*EXTRACTED TEXT*.
# # #
Can a non-confrontational person move ahead?
By bounce58
@bounce58 (17380)
Canada
January 4, 2012 2:12pm CST
I think most successful people have a mean streak in them. They are not afraid to be confrontational in order to get what they want, or to get to where they want to be. I think the same goes for relationships. They assert themselves to get the kind of relationship that they want.
Now the question is: how about those people that are non-confrontational? Are they forever doomed to have a not-so-bright future? Or to have unsuccessful relationships?
I think I've yet to meet anybody successful non-confrontational person.
Do you know anybody who's successful and yet not so much into conflicts? Are you this kind of person? How can someone move ahead in life, in a career, in a business, or in a relationship if he or she in non-confrontational?
4 people like this
18 responses
@katsmeow1213 (28716)
• United States
4 Jan 12
Are you the non-confrontational type?
# # #
*BRIEF 1*.
Give a two-sentence summary of the forum post.
*BRIEF 2*.
Name every area listed in the forum post's question beginning "How can someone move ahead" as a place where someone might move ahead.
*BRIEF 3*.
Translate this sentence from the forum post into Spanish: "I think most successful people have a mean streak in them."
The rows that come next have nothing to do with the forum post.
# # #
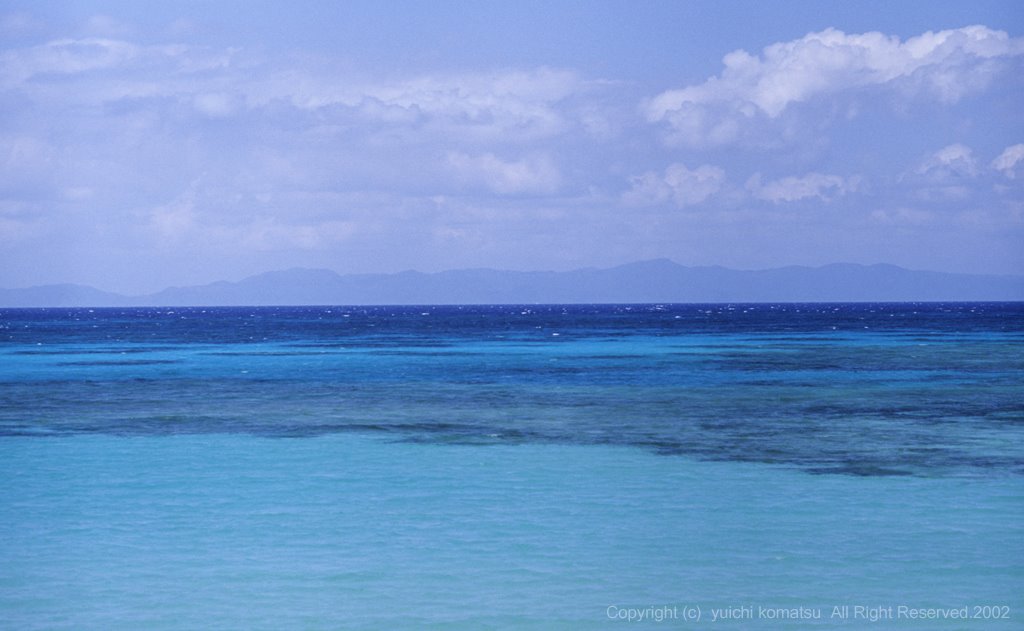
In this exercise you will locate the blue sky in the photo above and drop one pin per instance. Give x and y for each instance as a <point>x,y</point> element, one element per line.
<point>146,144</point>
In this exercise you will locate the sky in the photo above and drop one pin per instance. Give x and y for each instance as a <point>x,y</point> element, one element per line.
<point>153,144</point>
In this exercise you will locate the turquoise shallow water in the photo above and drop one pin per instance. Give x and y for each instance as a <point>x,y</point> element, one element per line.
<point>357,532</point>
<point>511,467</point>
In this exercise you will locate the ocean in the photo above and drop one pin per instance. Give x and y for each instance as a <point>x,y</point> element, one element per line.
<point>524,467</point>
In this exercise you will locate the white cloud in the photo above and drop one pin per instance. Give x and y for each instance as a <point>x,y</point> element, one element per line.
<point>946,65</point>
<point>678,184</point>
<point>953,161</point>
<point>534,174</point>
<point>1007,162</point>
<point>66,56</point>
<point>792,188</point>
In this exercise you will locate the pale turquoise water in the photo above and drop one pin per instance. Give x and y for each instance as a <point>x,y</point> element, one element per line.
<point>356,532</point>
<point>381,468</point>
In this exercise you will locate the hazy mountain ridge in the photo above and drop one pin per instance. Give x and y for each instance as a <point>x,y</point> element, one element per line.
<point>651,281</point>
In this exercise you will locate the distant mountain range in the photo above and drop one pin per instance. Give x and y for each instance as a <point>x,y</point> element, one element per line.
<point>652,281</point>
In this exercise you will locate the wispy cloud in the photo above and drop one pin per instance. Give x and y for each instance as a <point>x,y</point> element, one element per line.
<point>1007,162</point>
<point>752,89</point>
<point>678,184</point>
<point>792,188</point>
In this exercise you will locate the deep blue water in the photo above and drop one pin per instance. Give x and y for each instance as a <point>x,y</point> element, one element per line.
<point>509,466</point>
<point>865,389</point>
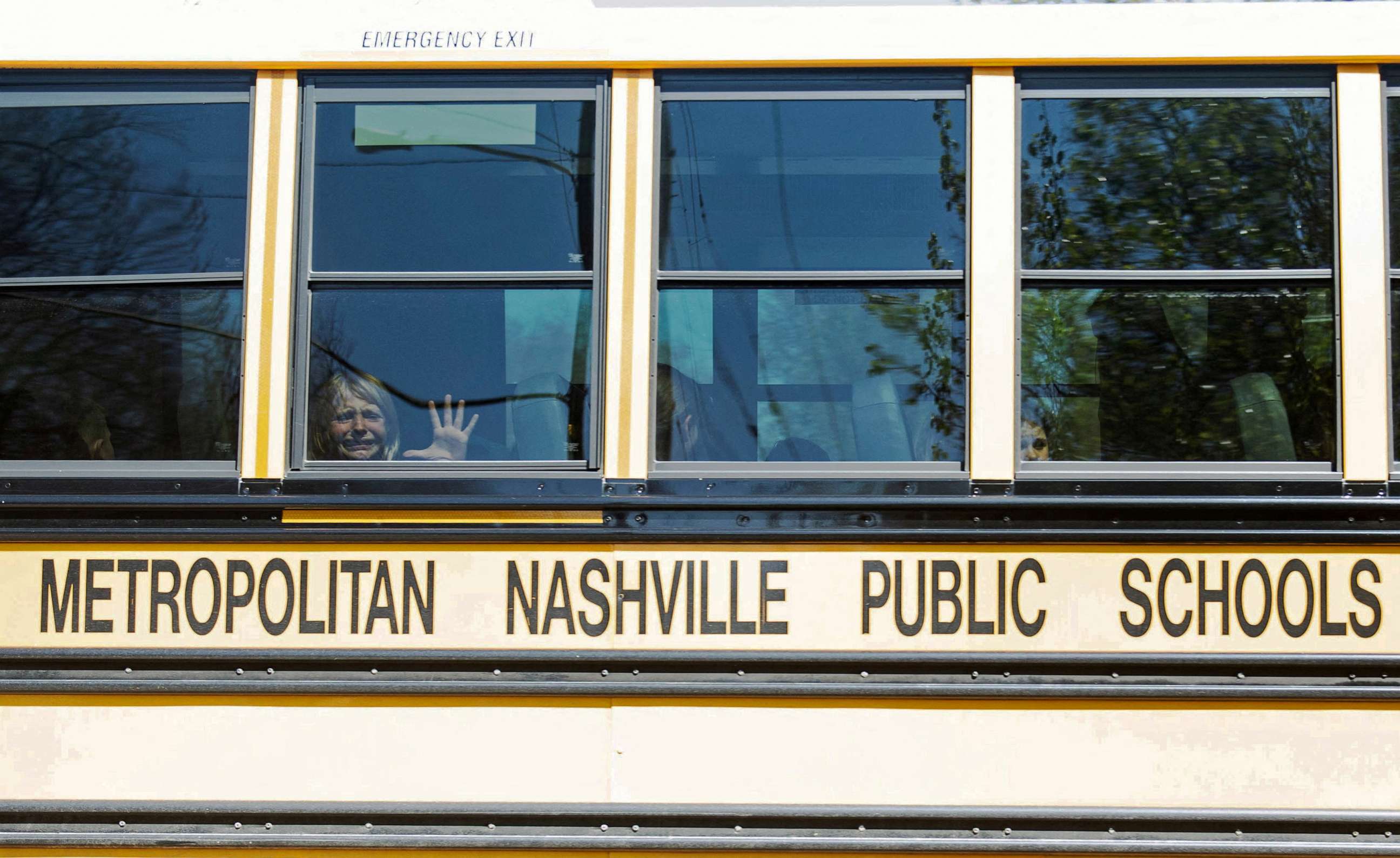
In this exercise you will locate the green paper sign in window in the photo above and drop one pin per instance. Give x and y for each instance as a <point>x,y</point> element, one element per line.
<point>444,125</point>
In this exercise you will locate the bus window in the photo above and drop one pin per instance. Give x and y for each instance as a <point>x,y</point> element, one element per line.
<point>122,231</point>
<point>448,279</point>
<point>811,271</point>
<point>1178,300</point>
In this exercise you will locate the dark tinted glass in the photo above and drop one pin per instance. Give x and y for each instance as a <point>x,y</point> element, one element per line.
<point>1125,374</point>
<point>811,374</point>
<point>129,374</point>
<point>129,190</point>
<point>811,185</point>
<point>517,357</point>
<point>1395,363</point>
<point>1176,184</point>
<point>500,186</point>
<point>1394,157</point>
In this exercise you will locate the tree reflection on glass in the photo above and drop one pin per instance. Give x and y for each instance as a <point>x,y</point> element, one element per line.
<point>1134,371</point>
<point>1176,184</point>
<point>124,190</point>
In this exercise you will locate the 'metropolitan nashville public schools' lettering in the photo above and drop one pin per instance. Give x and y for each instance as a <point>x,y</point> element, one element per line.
<point>849,596</point>
<point>334,600</point>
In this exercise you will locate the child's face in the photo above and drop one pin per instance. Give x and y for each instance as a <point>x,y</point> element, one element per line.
<point>358,430</point>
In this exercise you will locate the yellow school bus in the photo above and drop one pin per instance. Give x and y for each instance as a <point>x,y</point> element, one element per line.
<point>660,426</point>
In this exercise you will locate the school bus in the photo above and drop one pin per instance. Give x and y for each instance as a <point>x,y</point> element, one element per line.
<point>709,426</point>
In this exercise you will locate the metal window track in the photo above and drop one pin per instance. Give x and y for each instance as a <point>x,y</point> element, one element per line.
<point>729,828</point>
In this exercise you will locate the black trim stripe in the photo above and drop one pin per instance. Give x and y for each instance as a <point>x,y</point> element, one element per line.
<point>753,828</point>
<point>705,674</point>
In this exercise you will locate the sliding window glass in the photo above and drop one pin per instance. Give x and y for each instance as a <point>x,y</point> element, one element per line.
<point>1178,306</point>
<point>448,272</point>
<point>810,297</point>
<point>122,227</point>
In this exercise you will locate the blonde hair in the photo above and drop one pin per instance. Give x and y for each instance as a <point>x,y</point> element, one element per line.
<point>332,395</point>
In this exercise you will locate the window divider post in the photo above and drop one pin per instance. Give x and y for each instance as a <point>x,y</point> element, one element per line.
<point>1363,278</point>
<point>992,275</point>
<point>629,276</point>
<point>268,299</point>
# # #
*WRITTEN SOLUTION 1*.
The poster bounce58 thinks most successful people have a mean streak and are not afraid to be confrontational to get what they want, and says the same goes for relationships. The post asks whether non-confrontational people are doomed to a not-so-bright future or unsuccessful relationships, and how such a person can move ahead in life, a career, a business, or a relationship.

*WRITTEN SOLUTION 2*.
- life
- a career
- a business
- a relationship

*WRITTEN SOLUTION 3*.
Creo que la mayoría de las personas exitosas tienen una vena de maldad.